**Goal**
Report every one of the lines below that contains the string "camouflage", copying each such line in full.

**Records excerpted from a collection**

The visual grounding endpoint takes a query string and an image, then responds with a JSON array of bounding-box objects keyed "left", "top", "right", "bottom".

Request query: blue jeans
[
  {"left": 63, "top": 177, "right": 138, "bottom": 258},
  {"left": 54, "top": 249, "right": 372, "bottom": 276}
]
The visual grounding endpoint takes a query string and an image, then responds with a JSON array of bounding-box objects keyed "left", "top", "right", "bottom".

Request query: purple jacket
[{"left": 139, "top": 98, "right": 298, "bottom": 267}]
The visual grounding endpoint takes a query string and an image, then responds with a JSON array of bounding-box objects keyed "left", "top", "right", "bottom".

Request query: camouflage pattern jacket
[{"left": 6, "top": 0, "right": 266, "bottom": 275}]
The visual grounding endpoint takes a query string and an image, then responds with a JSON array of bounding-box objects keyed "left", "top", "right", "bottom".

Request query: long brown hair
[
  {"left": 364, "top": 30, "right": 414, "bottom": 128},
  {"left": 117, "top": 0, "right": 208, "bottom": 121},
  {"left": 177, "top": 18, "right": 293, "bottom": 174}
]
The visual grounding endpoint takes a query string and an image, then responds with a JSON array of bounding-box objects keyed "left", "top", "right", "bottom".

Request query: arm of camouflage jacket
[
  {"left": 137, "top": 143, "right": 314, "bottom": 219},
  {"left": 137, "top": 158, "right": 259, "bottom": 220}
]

**Correct response**
Request query: camouflage pattern jacket
Request query: arm of camouflage jacket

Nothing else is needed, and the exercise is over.